**WORK TASK:**
Once you have read the data below, write it all out exactly.

**EXERCISE INPUT:**
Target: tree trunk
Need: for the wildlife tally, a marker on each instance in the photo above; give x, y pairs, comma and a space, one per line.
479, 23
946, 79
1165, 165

**EXERCISE OUTPUT:**
Target: tree trunk
Need: for the wildlife tally, a marker on each instance in the photo above; give x, y pairs, comma and a space, one per line.
479, 23
946, 79
1165, 165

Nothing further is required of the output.